(PROVIDED MATERIAL Opens)

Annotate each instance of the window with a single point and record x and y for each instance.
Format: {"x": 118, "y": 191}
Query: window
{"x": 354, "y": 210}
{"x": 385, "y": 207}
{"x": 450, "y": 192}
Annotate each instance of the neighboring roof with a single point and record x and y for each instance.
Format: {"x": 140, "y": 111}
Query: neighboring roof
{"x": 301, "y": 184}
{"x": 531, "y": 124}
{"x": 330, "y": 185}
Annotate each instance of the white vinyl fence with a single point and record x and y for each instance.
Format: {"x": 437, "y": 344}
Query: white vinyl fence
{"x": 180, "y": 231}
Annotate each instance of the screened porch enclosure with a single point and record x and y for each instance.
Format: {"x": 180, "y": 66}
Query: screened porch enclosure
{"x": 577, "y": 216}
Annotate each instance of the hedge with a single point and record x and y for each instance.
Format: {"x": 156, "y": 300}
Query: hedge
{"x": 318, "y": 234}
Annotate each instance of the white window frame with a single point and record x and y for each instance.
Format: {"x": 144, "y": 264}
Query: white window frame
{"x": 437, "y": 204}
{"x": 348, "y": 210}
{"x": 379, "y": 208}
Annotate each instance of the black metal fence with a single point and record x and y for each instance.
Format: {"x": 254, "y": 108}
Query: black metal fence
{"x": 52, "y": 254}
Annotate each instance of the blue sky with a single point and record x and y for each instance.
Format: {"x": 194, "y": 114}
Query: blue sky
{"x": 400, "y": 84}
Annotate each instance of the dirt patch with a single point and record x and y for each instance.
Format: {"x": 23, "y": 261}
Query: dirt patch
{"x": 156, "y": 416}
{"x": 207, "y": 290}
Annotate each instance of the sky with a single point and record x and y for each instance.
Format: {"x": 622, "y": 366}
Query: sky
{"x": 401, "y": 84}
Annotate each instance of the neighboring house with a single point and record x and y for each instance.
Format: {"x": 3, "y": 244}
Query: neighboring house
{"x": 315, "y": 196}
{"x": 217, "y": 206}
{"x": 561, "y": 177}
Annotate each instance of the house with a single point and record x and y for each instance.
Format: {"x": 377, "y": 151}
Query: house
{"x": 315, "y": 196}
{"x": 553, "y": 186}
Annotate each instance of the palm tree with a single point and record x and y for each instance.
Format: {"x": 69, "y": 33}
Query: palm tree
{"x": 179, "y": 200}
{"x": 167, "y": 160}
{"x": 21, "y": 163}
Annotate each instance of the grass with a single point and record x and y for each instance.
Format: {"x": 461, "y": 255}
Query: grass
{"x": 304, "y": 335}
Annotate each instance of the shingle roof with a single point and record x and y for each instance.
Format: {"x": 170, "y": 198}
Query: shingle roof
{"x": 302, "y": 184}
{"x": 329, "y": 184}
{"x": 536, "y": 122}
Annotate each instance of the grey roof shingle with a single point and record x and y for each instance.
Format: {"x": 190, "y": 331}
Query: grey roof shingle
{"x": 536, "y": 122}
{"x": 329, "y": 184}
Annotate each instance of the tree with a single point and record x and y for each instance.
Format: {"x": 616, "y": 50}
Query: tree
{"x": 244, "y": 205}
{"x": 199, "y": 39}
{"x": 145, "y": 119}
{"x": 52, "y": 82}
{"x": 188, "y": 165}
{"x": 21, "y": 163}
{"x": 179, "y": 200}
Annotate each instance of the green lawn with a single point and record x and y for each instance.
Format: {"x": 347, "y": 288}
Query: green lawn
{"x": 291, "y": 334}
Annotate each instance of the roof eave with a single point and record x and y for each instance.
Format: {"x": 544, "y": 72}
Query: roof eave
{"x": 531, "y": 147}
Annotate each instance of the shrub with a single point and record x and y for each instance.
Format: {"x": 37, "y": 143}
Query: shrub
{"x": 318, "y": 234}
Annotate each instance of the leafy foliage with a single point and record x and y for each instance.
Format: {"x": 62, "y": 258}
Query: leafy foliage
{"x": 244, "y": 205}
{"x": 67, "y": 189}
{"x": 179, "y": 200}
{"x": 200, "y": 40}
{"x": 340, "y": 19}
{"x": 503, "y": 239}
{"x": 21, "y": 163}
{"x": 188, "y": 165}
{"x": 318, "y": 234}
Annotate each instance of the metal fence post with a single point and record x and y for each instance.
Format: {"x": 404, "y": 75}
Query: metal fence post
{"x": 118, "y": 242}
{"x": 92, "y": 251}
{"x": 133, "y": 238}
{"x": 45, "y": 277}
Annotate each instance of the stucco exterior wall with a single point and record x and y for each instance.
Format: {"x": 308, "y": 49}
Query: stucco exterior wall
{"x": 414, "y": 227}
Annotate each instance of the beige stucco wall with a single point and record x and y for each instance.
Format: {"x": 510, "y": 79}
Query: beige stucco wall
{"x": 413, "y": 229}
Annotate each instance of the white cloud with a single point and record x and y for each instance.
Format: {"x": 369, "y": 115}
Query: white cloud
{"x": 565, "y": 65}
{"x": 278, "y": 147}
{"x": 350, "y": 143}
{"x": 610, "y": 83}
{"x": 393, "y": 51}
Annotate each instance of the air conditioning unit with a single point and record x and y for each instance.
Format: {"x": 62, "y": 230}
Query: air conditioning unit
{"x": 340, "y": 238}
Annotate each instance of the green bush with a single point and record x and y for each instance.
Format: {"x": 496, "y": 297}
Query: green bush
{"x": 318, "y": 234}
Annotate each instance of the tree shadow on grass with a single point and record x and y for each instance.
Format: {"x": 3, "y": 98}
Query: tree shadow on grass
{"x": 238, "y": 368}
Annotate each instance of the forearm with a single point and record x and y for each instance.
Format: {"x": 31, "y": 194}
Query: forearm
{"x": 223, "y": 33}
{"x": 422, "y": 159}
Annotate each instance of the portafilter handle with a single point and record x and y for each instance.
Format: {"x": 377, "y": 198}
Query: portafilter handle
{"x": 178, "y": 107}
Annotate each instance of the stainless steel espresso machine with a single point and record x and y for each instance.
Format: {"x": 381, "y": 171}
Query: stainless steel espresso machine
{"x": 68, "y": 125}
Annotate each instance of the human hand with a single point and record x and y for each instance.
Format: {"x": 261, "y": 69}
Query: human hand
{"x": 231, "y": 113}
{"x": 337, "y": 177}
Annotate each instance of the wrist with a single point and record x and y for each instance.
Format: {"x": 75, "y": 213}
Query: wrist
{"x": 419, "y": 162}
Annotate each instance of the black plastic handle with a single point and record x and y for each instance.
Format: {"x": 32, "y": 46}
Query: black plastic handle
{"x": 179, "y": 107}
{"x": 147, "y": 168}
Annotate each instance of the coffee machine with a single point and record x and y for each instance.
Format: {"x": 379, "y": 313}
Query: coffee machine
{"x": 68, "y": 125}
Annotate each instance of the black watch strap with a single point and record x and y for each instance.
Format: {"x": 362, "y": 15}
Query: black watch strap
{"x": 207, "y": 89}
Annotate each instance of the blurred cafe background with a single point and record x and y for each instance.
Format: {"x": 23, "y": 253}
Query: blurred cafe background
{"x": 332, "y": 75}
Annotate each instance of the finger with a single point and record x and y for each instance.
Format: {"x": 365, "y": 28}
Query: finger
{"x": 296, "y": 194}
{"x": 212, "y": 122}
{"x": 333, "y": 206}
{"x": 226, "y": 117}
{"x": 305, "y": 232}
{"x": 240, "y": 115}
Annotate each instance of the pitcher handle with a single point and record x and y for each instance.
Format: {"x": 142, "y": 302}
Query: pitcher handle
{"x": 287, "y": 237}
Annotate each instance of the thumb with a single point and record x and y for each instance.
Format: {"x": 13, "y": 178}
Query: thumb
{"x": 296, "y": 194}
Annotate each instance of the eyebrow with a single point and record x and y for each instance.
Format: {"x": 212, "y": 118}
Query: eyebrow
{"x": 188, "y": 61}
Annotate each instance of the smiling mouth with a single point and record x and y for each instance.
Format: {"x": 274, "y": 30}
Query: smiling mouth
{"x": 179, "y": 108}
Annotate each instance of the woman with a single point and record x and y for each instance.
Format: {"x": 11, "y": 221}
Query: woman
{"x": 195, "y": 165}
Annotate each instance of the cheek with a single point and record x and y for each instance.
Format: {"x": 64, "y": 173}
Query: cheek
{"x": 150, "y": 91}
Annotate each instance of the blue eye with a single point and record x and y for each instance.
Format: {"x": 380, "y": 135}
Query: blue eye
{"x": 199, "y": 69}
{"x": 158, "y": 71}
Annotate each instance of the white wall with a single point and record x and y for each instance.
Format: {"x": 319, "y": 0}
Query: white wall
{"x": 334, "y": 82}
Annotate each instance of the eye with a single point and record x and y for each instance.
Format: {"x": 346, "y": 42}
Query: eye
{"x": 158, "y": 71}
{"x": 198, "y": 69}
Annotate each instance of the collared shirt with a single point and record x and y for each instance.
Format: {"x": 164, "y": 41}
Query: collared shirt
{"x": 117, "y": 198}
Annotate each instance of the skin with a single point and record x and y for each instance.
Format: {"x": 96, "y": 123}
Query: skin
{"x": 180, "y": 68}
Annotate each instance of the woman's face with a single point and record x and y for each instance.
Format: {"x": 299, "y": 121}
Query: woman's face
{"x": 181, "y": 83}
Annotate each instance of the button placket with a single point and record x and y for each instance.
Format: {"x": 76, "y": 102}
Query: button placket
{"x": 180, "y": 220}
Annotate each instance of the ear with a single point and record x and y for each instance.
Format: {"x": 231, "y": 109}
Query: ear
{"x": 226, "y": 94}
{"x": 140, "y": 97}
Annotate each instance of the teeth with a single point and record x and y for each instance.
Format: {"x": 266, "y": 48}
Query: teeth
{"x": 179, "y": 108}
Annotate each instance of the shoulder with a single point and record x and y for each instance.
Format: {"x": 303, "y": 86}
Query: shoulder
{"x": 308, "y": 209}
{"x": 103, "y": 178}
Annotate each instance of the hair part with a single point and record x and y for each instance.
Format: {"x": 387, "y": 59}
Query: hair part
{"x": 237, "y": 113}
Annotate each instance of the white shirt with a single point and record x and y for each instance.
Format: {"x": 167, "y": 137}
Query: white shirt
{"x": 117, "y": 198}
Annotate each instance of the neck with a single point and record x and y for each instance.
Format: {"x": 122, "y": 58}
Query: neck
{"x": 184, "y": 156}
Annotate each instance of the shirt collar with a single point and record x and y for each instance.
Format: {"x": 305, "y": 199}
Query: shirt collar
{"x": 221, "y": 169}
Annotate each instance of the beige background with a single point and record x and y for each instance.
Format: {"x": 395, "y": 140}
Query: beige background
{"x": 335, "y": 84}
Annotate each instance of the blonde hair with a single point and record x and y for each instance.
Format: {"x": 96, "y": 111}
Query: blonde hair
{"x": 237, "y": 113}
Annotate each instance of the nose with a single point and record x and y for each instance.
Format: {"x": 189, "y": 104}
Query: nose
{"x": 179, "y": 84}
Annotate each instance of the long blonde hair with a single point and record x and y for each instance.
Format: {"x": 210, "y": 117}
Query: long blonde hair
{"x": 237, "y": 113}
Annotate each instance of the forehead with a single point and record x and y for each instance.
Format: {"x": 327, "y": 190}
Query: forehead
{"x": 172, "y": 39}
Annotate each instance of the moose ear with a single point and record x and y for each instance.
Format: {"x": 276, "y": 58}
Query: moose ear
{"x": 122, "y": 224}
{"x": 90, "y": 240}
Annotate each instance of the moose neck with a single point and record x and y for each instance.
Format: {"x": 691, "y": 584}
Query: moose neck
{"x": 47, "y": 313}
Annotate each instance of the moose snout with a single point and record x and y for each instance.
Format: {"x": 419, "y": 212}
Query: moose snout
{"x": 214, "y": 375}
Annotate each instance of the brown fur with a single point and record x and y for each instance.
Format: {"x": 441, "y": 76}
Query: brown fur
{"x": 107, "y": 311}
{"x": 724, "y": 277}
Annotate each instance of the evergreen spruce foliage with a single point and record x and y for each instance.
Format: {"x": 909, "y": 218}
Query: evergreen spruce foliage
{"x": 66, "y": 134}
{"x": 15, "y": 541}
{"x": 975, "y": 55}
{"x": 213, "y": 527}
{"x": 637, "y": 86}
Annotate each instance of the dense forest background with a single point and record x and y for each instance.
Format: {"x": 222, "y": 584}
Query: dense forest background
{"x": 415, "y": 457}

(PROVIDED MATERIAL Closes)

I'd like the lines above from the one with "Query: green bush" up to and including the one with "Annotate each instance of the pitcher" copied exactly, with no other lines.

YOUR SOLUTION:
Query: green bush
{"x": 318, "y": 234}
Annotate each instance of the tree shadow on grass with a single point and record x and y for each instance.
Format: {"x": 3, "y": 98}
Query: tree shadow on grass
{"x": 238, "y": 368}
Annotate each instance of the forearm with a single point and record x and y for each instance.
Format: {"x": 31, "y": 194}
Query: forearm
{"x": 223, "y": 33}
{"x": 422, "y": 159}
Annotate each instance of the portafilter handle with a single point and record x and y for each instance.
Format: {"x": 377, "y": 198}
Query: portafilter handle
{"x": 178, "y": 107}
Annotate each instance of the stainless steel espresso machine with a single point and record x and y for each instance.
Format: {"x": 381, "y": 171}
Query: stainless steel espresso machine
{"x": 68, "y": 125}
Annotate each instance of the human hand with a single point and record x and y for each instance.
Format: {"x": 261, "y": 69}
Query: human hand
{"x": 231, "y": 113}
{"x": 337, "y": 177}
Annotate each instance of the wrist with a single point and record x and y for each instance.
Format: {"x": 75, "y": 213}
Query: wrist
{"x": 419, "y": 162}
Annotate each instance of the black plastic handle with a single point and record x and y for each instance.
Format: {"x": 32, "y": 46}
Query: black plastic handle
{"x": 179, "y": 107}
{"x": 147, "y": 168}
Annotate each instance of the coffee machine with a single point and record x and y for each instance.
Format: {"x": 379, "y": 313}
Query: coffee machine
{"x": 68, "y": 125}
Annotate each instance of the black watch strap with a single point and record x and y for each instance.
Format: {"x": 362, "y": 15}
Query: black watch strap
{"x": 207, "y": 89}
Annotate each instance of the blurred cafe background with a single point and record x and y for each instance.
Format: {"x": 23, "y": 253}
Query: blurred cafe background
{"x": 332, "y": 75}
Annotate each instance of the finger with a single point and record x and y for each instance.
Format: {"x": 365, "y": 28}
Query: finger
{"x": 296, "y": 194}
{"x": 212, "y": 122}
{"x": 333, "y": 206}
{"x": 226, "y": 117}
{"x": 305, "y": 232}
{"x": 240, "y": 115}
Annotate each instance of the pitcher handle with a single point and record x and y for each instance.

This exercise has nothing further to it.